Would you please return the lines of the entries below starting at the line that has "each like (145,192)." and ending at the line that has "each like (65,49).", both included, exactly as they are?

━━━━━━━━━━━━━━━━━━━━━━━━━━━━━━

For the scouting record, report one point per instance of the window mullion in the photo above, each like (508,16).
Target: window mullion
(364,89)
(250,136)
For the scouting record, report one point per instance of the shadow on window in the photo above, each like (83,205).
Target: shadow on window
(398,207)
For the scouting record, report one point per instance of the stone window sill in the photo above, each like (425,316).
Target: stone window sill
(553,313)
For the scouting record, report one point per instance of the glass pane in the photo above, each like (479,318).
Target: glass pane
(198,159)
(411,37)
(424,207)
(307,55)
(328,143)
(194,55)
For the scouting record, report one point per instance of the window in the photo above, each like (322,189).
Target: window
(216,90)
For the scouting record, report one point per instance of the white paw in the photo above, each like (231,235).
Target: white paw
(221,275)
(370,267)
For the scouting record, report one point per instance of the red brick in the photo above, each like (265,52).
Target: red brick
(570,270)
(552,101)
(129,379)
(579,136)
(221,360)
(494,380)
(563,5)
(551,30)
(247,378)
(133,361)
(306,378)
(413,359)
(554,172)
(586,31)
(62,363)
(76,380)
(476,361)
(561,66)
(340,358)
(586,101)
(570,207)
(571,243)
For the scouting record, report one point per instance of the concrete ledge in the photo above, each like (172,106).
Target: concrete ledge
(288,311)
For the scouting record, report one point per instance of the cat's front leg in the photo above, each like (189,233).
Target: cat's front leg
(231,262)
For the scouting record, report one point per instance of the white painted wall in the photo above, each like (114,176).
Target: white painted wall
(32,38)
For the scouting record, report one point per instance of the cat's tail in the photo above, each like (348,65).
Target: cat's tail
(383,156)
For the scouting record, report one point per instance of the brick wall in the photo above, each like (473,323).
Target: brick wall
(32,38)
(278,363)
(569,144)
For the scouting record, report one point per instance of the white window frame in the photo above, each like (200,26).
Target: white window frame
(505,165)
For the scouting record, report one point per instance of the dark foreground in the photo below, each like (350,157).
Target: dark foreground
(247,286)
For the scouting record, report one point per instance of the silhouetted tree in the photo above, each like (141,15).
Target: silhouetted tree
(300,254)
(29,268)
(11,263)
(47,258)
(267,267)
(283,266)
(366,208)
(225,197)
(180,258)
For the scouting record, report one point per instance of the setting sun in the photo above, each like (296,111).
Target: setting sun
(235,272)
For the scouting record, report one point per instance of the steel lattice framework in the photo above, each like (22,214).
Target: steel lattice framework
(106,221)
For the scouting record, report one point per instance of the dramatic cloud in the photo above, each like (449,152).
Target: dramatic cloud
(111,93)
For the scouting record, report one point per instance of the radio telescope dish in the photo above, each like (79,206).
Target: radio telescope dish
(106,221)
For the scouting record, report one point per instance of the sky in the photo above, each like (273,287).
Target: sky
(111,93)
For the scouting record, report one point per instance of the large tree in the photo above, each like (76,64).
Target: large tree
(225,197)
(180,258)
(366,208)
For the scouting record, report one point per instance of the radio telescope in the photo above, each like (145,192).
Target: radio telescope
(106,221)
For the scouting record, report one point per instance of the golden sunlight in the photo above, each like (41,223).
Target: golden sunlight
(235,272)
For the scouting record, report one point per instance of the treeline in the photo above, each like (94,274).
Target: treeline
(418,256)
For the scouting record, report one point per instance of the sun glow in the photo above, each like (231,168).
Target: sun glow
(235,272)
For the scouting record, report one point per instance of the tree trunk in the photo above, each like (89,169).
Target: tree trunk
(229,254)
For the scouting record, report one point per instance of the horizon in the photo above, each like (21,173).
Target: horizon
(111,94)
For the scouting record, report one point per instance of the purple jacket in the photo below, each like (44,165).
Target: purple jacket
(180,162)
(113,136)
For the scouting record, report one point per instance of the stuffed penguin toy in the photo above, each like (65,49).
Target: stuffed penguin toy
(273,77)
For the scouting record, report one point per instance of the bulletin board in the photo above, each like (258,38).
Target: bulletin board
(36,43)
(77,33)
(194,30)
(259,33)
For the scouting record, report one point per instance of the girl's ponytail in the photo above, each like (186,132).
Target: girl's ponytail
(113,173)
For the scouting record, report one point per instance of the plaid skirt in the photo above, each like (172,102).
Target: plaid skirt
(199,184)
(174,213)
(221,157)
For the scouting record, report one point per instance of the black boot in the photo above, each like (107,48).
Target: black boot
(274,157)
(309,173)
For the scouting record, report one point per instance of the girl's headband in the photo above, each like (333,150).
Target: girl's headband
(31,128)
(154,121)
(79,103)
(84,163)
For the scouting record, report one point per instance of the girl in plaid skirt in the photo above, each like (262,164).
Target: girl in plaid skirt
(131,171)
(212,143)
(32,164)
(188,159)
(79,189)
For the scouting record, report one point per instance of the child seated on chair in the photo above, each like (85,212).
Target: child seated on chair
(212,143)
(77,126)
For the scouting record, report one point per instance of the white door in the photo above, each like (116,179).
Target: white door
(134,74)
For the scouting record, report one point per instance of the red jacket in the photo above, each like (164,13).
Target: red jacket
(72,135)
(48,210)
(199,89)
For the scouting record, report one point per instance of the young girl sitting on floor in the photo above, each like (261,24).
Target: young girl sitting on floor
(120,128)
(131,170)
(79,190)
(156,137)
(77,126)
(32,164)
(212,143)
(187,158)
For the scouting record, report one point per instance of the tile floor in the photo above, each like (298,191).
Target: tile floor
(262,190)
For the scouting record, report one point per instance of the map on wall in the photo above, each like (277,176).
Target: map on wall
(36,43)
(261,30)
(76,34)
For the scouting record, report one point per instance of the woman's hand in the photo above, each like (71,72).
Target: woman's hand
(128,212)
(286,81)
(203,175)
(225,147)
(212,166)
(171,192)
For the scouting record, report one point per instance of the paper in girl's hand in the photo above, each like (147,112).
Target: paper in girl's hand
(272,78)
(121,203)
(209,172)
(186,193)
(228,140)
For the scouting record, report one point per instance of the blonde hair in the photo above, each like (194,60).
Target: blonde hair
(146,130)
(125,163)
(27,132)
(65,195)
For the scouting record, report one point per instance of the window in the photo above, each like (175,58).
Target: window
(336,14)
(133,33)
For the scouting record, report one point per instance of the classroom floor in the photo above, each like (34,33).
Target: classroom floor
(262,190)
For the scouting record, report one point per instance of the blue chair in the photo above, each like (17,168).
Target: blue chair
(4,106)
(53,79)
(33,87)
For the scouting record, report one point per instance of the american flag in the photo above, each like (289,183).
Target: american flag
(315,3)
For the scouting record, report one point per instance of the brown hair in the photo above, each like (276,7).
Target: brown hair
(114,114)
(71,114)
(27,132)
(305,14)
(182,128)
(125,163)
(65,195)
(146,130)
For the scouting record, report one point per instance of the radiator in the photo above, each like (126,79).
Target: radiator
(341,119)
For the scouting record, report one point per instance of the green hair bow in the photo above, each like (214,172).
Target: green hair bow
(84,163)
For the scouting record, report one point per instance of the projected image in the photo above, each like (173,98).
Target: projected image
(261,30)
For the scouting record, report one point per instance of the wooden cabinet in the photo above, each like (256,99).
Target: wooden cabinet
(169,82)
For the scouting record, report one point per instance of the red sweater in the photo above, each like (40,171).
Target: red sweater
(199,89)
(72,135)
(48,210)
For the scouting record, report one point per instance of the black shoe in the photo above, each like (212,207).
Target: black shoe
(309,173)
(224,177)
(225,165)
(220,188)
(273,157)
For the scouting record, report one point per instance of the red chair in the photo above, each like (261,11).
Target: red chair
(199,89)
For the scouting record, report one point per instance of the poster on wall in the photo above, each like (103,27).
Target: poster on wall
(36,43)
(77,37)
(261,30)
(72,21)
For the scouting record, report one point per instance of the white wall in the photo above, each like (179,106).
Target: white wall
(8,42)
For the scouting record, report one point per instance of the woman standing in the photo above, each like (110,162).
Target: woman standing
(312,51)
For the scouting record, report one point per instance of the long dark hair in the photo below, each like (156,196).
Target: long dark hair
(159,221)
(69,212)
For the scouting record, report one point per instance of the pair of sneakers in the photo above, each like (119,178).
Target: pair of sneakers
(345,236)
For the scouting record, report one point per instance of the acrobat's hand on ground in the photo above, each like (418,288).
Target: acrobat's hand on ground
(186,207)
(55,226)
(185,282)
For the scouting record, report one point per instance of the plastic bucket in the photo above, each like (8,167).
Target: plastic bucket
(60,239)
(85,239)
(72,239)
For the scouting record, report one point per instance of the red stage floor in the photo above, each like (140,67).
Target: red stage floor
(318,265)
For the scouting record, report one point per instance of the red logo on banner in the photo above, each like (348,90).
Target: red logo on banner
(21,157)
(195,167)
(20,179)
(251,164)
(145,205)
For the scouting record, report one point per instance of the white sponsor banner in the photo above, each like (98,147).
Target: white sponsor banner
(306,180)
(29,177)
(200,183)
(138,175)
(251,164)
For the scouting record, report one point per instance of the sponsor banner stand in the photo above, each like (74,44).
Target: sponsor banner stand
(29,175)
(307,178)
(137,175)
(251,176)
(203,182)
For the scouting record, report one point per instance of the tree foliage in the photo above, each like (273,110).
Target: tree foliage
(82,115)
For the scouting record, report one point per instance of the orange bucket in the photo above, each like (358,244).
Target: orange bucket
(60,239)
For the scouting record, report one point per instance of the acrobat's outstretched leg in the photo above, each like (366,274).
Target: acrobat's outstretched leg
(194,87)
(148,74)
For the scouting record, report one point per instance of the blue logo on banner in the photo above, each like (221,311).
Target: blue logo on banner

━━━━━━━━━━━━━━━━━━━━━━━━━━━━━━

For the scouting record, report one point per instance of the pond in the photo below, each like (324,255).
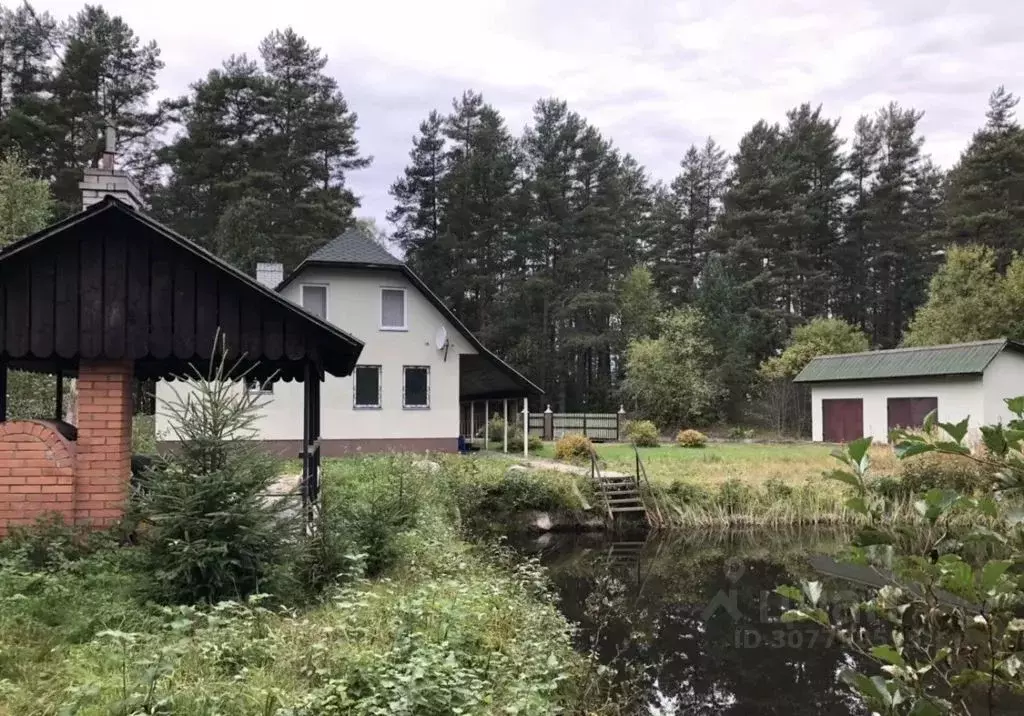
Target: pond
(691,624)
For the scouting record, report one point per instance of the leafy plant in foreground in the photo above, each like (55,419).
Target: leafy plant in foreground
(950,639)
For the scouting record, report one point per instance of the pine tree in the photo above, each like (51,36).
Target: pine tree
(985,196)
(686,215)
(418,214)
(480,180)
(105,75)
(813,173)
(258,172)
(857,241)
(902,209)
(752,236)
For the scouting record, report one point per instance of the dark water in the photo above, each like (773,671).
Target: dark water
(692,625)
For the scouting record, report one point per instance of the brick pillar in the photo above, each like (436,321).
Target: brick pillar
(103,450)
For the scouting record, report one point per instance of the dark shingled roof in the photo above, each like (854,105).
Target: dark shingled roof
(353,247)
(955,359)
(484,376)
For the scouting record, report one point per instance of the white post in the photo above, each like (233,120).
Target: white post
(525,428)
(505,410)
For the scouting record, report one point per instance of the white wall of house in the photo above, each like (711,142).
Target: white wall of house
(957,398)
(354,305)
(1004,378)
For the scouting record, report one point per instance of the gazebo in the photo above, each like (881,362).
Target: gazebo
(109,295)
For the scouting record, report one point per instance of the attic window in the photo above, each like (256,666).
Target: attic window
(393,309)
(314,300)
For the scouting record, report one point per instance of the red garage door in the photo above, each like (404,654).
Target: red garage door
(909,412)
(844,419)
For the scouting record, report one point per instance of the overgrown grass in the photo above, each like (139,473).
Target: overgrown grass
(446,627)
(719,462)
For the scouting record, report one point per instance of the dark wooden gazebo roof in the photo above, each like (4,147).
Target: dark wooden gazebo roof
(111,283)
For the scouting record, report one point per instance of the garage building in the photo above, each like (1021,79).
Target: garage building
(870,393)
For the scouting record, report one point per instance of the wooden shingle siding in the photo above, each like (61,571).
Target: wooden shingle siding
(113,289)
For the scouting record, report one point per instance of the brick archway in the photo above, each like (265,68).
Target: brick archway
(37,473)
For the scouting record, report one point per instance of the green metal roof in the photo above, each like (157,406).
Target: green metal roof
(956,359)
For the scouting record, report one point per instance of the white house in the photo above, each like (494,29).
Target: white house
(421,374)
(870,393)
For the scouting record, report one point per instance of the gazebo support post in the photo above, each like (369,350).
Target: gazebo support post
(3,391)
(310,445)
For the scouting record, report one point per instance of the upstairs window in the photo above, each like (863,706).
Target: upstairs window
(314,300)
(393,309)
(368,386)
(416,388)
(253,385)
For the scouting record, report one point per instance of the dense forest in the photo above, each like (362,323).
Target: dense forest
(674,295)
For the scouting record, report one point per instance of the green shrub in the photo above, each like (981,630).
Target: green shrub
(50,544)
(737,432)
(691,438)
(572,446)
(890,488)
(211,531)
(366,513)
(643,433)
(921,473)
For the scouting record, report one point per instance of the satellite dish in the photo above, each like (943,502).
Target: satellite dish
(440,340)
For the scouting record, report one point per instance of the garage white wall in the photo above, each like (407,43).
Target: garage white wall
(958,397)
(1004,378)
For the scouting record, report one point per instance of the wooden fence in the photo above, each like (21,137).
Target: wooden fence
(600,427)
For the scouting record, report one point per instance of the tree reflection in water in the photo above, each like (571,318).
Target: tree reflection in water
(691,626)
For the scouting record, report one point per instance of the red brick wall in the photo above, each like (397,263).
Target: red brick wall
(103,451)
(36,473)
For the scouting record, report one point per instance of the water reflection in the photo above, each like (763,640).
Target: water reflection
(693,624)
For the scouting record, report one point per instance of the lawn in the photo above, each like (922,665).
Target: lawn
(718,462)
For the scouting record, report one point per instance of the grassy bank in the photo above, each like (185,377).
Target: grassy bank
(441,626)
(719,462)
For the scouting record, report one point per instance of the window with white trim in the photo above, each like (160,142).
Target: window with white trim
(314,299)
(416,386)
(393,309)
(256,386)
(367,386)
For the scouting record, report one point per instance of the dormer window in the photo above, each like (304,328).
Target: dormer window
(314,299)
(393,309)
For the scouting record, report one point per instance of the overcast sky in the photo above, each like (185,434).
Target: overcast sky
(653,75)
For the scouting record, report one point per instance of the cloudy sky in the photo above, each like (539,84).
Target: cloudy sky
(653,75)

━━━━━━━━━━━━━━━━━━━━━━━━━━━━━━

Output below.
For the scouting record, report one point per instance of the radio telescope in the photo above, each like (145,192).
Target: radio telescope
(106,221)
For the scouting record, report one point per instance of the golden sunlight in the photo above, each like (41,223).
Target: golden sunlight
(235,272)
For the scouting record, report one point per instance of the treeline in the photo above, each like (94,274).
Target: treeline
(418,256)
For the scouting record, report one point per instance of the sun glow in the photo above, each like (231,168).
Target: sun glow
(235,272)
For the scouting record, report one point per instance of the tree trunk in the photo above, each like (89,169).
Target: tree trunk
(229,254)
For the scouting record, report one point per instance of the horizon in the photo above, each like (21,173).
Target: horizon
(111,94)
For the scouting record, report one point per instance of the purple jacket in the photo below, each like (44,165).
Target: purple jacket
(180,162)
(113,136)
For the scouting record, report one point per instance of the stuffed penguin toy in the photo above, each like (65,49).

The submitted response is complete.